## Your goal
Which lines in the items contain the string "every", matched with case counting? Copy each of those lines in full.

## Stored rows
----
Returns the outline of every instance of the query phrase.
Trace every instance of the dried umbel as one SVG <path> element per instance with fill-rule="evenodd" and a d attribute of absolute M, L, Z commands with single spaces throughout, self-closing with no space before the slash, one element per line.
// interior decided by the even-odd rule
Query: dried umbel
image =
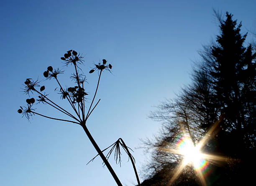
<path fill-rule="evenodd" d="M 38 99 L 36 99 L 36 100 L 33 97 L 27 99 L 26 99 L 26 106 L 20 107 L 20 108 L 18 110 L 18 112 L 20 114 L 22 114 L 23 117 L 25 116 L 28 120 L 32 116 L 38 115 L 52 120 L 76 123 L 81 125 L 98 154 L 102 158 L 104 163 L 108 167 L 117 183 L 118 186 L 122 186 L 121 182 L 108 163 L 106 157 L 103 154 L 102 151 L 100 150 L 96 142 L 95 142 L 86 126 L 86 122 L 89 117 L 100 100 L 99 99 L 96 104 L 94 104 L 94 105 L 93 105 L 102 72 L 106 70 L 111 73 L 110 70 L 112 69 L 112 66 L 110 64 L 107 65 L 107 60 L 103 59 L 102 59 L 102 64 L 99 63 L 98 64 L 95 64 L 95 67 L 92 68 L 90 71 L 89 73 L 90 74 L 92 73 L 95 70 L 97 70 L 98 72 L 99 73 L 97 88 L 92 99 L 90 99 L 92 100 L 90 104 L 88 102 L 86 101 L 87 99 L 87 96 L 88 95 L 88 93 L 85 91 L 86 84 L 85 83 L 87 83 L 86 76 L 83 74 L 80 73 L 80 72 L 82 72 L 82 71 L 80 67 L 78 66 L 83 64 L 83 62 L 84 62 L 82 59 L 83 59 L 83 57 L 80 54 L 78 54 L 77 51 L 72 50 L 67 51 L 66 53 L 64 54 L 64 57 L 61 58 L 65 66 L 67 66 L 69 64 L 70 64 L 71 65 L 73 64 L 74 67 L 74 72 L 71 74 L 70 76 L 72 80 L 72 82 L 75 84 L 73 86 L 67 88 L 65 88 L 67 87 L 63 87 L 61 85 L 58 77 L 60 74 L 63 74 L 64 71 L 61 70 L 58 68 L 54 69 L 52 66 L 49 66 L 47 68 L 47 70 L 43 73 L 45 78 L 45 80 L 54 80 L 55 81 L 56 83 L 59 87 L 55 88 L 53 92 L 56 92 L 58 94 L 60 95 L 60 98 L 63 100 L 62 101 L 67 102 L 70 105 L 72 112 L 68 112 L 67 110 L 68 110 L 59 106 L 56 102 L 53 101 L 50 98 L 49 94 L 46 94 L 45 85 L 40 84 L 41 82 L 45 82 L 45 81 L 39 81 L 37 80 L 34 81 L 31 78 L 28 78 L 26 79 L 24 82 L 24 92 L 28 96 L 30 95 L 30 93 L 36 94 Z M 49 91 L 49 88 L 47 88 L 46 90 Z M 37 102 L 36 104 L 43 103 L 46 106 L 48 106 L 49 107 L 51 107 L 53 109 L 62 112 L 66 116 L 68 116 L 70 119 L 68 120 L 66 118 L 65 119 L 57 118 L 51 116 L 46 116 L 39 113 L 37 111 L 36 112 L 36 109 L 33 108 L 33 107 L 34 107 L 35 106 L 35 103 L 36 102 Z M 89 105 L 86 107 L 85 105 L 87 104 L 88 104 Z M 119 140 L 118 140 L 118 141 L 119 141 Z M 119 147 L 119 145 L 124 148 L 125 152 L 128 154 L 129 158 L 133 158 L 130 153 L 128 152 L 128 148 L 122 140 L 121 143 L 117 142 L 115 146 Z M 119 150 L 118 147 L 117 149 Z M 118 152 L 120 152 L 120 150 Z M 136 176 L 137 176 L 137 175 Z M 139 182 L 138 182 L 138 184 L 139 185 Z"/>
----
## Exercise answer
Returns the outline of every instance of the query phrase.
Trace every instance of the dried umbel as one SVG <path> element per instance with fill-rule="evenodd" and a d attribute of absolute M, L, Z commands with single spaces throughout, self-closing with no space before the slash, one element per line.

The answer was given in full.